Starting at the beginning of the material and ending at the line that contains "xmin=183 ymin=135 xmax=331 ymax=176", render each line as one string in a JSON list. Omit blank lines and leave the pictures out.
--- Start of PROVIDED MATERIAL ---
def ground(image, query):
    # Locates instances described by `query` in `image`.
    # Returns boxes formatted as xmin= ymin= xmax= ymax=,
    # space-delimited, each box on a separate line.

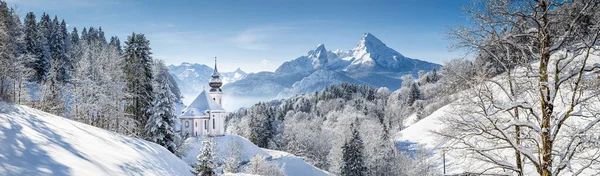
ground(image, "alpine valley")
xmin=169 ymin=33 xmax=440 ymax=107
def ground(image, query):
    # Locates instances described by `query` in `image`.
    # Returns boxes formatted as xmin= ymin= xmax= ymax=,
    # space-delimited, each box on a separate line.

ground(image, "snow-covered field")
xmin=0 ymin=102 xmax=191 ymax=176
xmin=183 ymin=135 xmax=330 ymax=176
xmin=395 ymin=52 xmax=600 ymax=175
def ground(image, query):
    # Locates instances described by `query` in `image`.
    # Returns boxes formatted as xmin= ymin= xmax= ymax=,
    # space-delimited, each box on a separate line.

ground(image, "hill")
xmin=0 ymin=102 xmax=191 ymax=175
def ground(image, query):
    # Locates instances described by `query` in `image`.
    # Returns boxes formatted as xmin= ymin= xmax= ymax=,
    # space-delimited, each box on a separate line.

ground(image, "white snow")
xmin=183 ymin=135 xmax=271 ymax=165
xmin=264 ymin=149 xmax=332 ymax=176
xmin=0 ymin=102 xmax=191 ymax=175
xmin=183 ymin=135 xmax=331 ymax=176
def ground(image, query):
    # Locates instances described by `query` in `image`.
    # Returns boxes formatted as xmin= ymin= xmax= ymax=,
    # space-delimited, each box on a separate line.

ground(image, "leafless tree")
xmin=439 ymin=0 xmax=600 ymax=176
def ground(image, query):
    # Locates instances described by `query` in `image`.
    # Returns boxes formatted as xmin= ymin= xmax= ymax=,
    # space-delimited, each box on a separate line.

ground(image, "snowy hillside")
xmin=0 ymin=103 xmax=191 ymax=175
xmin=395 ymin=52 xmax=600 ymax=175
xmin=183 ymin=135 xmax=329 ymax=176
xmin=223 ymin=33 xmax=440 ymax=100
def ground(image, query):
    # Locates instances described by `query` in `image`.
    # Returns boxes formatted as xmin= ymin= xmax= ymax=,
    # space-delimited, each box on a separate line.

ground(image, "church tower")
xmin=208 ymin=57 xmax=223 ymax=106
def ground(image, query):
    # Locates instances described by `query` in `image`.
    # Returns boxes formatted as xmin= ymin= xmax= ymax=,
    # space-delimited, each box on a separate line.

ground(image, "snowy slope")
xmin=395 ymin=50 xmax=600 ymax=175
xmin=263 ymin=149 xmax=332 ymax=176
xmin=183 ymin=135 xmax=330 ymax=176
xmin=0 ymin=102 xmax=191 ymax=175
xmin=183 ymin=135 xmax=271 ymax=165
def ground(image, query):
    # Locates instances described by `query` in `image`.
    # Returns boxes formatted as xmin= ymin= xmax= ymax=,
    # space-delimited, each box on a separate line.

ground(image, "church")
xmin=179 ymin=58 xmax=226 ymax=136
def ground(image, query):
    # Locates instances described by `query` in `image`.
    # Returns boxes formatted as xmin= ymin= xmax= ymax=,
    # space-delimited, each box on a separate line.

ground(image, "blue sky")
xmin=7 ymin=0 xmax=469 ymax=72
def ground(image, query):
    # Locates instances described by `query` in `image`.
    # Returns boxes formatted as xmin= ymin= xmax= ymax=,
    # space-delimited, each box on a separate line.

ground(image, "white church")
xmin=179 ymin=58 xmax=226 ymax=136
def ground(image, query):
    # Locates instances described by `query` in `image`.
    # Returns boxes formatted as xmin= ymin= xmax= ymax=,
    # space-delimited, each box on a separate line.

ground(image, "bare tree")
xmin=439 ymin=0 xmax=600 ymax=176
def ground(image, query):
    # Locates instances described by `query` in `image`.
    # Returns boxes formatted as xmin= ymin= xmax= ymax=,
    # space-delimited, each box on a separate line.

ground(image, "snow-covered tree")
xmin=192 ymin=136 xmax=217 ymax=176
xmin=341 ymin=123 xmax=367 ymax=176
xmin=122 ymin=32 xmax=153 ymax=136
xmin=25 ymin=12 xmax=50 ymax=83
xmin=246 ymin=155 xmax=285 ymax=176
xmin=440 ymin=0 xmax=600 ymax=176
xmin=223 ymin=140 xmax=242 ymax=173
xmin=146 ymin=59 xmax=178 ymax=153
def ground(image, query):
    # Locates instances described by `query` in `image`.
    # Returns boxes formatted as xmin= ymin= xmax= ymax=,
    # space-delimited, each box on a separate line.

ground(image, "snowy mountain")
xmin=0 ymin=102 xmax=191 ymax=175
xmin=223 ymin=33 xmax=440 ymax=102
xmin=168 ymin=62 xmax=248 ymax=104
xmin=277 ymin=70 xmax=367 ymax=98
xmin=183 ymin=135 xmax=330 ymax=176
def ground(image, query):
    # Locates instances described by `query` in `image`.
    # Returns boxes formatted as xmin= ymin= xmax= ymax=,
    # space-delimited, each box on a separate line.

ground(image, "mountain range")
xmin=169 ymin=33 xmax=440 ymax=107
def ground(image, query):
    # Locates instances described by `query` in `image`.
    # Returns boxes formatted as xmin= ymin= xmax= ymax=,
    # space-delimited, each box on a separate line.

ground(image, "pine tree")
xmin=108 ymin=36 xmax=123 ymax=53
xmin=79 ymin=27 xmax=89 ymax=42
xmin=146 ymin=60 xmax=177 ymax=153
xmin=122 ymin=32 xmax=153 ymax=136
xmin=36 ymin=13 xmax=53 ymax=82
xmin=24 ymin=12 xmax=50 ymax=83
xmin=406 ymin=82 xmax=421 ymax=106
xmin=98 ymin=27 xmax=106 ymax=44
xmin=192 ymin=136 xmax=217 ymax=176
xmin=49 ymin=16 xmax=70 ymax=83
xmin=341 ymin=123 xmax=367 ymax=176
xmin=71 ymin=27 xmax=79 ymax=46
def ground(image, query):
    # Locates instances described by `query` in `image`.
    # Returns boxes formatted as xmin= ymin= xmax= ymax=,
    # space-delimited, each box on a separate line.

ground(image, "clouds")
xmin=232 ymin=25 xmax=295 ymax=50
xmin=231 ymin=20 xmax=324 ymax=51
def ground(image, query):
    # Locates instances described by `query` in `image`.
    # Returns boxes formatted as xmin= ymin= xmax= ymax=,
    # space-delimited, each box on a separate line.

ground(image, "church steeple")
xmin=208 ymin=57 xmax=223 ymax=92
xmin=212 ymin=57 xmax=220 ymax=78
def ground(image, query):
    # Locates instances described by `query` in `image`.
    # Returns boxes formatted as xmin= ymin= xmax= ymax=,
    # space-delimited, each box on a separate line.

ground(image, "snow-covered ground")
xmin=183 ymin=135 xmax=271 ymax=165
xmin=0 ymin=102 xmax=191 ymax=176
xmin=395 ymin=50 xmax=600 ymax=175
xmin=183 ymin=135 xmax=330 ymax=176
xmin=264 ymin=149 xmax=331 ymax=176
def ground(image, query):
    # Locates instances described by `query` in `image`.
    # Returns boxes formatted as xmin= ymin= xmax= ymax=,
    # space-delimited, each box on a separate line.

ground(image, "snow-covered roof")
xmin=181 ymin=90 xmax=225 ymax=117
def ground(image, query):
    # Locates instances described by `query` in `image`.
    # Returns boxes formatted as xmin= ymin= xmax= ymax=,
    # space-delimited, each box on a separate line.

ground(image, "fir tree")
xmin=146 ymin=60 xmax=177 ymax=153
xmin=341 ymin=123 xmax=367 ymax=176
xmin=192 ymin=136 xmax=217 ymax=176
xmin=35 ymin=13 xmax=53 ymax=82
xmin=24 ymin=12 xmax=50 ymax=83
xmin=108 ymin=36 xmax=123 ymax=53
xmin=122 ymin=32 xmax=153 ymax=135
xmin=71 ymin=27 xmax=79 ymax=46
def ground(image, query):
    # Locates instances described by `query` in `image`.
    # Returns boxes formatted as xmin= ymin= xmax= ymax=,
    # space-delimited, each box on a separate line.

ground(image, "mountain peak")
xmin=354 ymin=33 xmax=387 ymax=51
xmin=308 ymin=43 xmax=327 ymax=58
xmin=315 ymin=43 xmax=325 ymax=51
xmin=233 ymin=67 xmax=246 ymax=73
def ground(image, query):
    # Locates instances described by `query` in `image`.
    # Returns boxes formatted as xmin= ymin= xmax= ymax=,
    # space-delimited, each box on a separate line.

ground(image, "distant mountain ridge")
xmin=223 ymin=33 xmax=441 ymax=99
xmin=169 ymin=33 xmax=441 ymax=107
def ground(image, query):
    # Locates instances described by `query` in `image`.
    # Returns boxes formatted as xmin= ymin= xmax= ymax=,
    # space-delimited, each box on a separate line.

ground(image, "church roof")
xmin=181 ymin=90 xmax=225 ymax=117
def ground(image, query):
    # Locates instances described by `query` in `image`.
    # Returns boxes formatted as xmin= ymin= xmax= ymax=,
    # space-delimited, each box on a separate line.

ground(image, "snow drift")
xmin=178 ymin=135 xmax=330 ymax=176
xmin=0 ymin=102 xmax=191 ymax=175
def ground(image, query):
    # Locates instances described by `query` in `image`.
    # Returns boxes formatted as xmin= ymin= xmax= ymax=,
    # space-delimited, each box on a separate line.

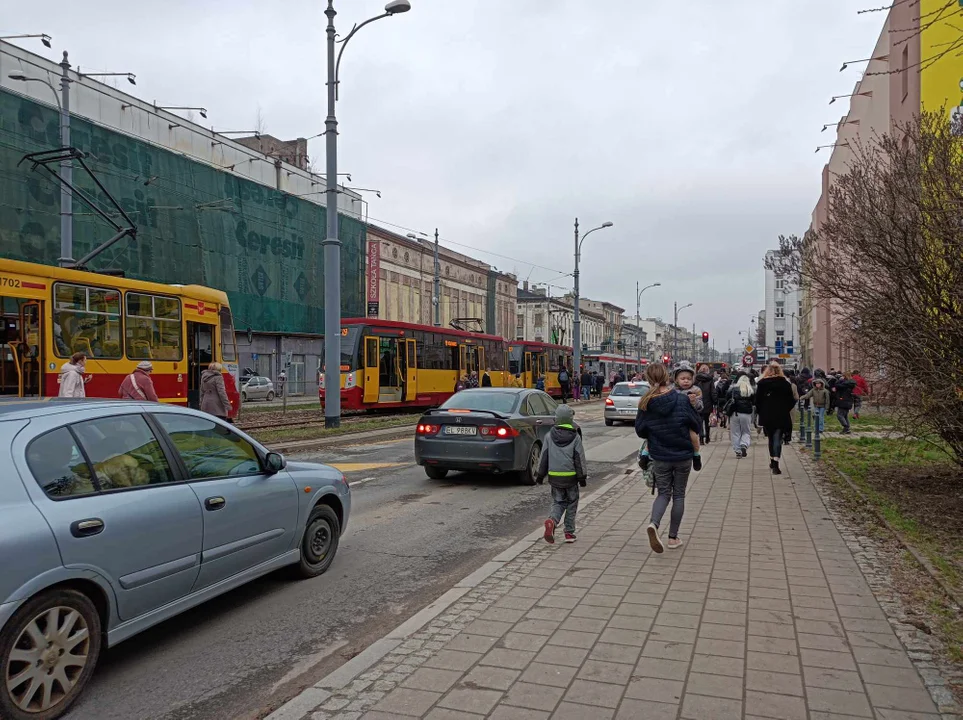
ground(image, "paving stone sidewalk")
xmin=279 ymin=438 xmax=940 ymax=720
--- End of PROVIDED MATERIAL ---
EXERCISE RESPONSE =>
[
  "def ground(image, query):",
  "    # Locates instances described by `query` in `image`.",
  "    # Returns boxes formatted as xmin= ymin= xmax= ymax=,",
  "    # space-delimited, each box on a separate line.",
  "ground(image, \"alpine valley\")",
  "xmin=169 ymin=33 xmax=440 ymax=107",
  "def ground(image, query):",
  "    # Locates instances described by `query` in `image`.",
  "    # Returns boxes formatted as xmin= ymin= xmax= ymax=,",
  "    # space-delimited, each box on a separate line.",
  "ground(image, \"snow-covered field\")",
  "xmin=0 ymin=102 xmax=191 ymax=176",
  "xmin=183 ymin=135 xmax=330 ymax=176",
  "xmin=395 ymin=52 xmax=600 ymax=175",
  "def ground(image, query):",
  "    # Locates instances described by `query` in `image`.",
  "    # Returns boxes formatted as xmin= ymin= xmax= ymax=,",
  "    # space-delimited, each box on a separate line.",
  "ground(image, \"hill\")",
  "xmin=0 ymin=102 xmax=191 ymax=175",
  "def ground(image, query):",
  "    # Locates instances described by `query` in `image`.",
  "    # Returns boxes formatted as xmin= ymin= xmax= ymax=,",
  "    # space-delimited, each box on a separate line.",
  "ground(image, \"white snow\")",
  "xmin=183 ymin=135 xmax=271 ymax=165",
  "xmin=264 ymin=149 xmax=332 ymax=176",
  "xmin=0 ymin=102 xmax=191 ymax=175",
  "xmin=183 ymin=135 xmax=331 ymax=176"
]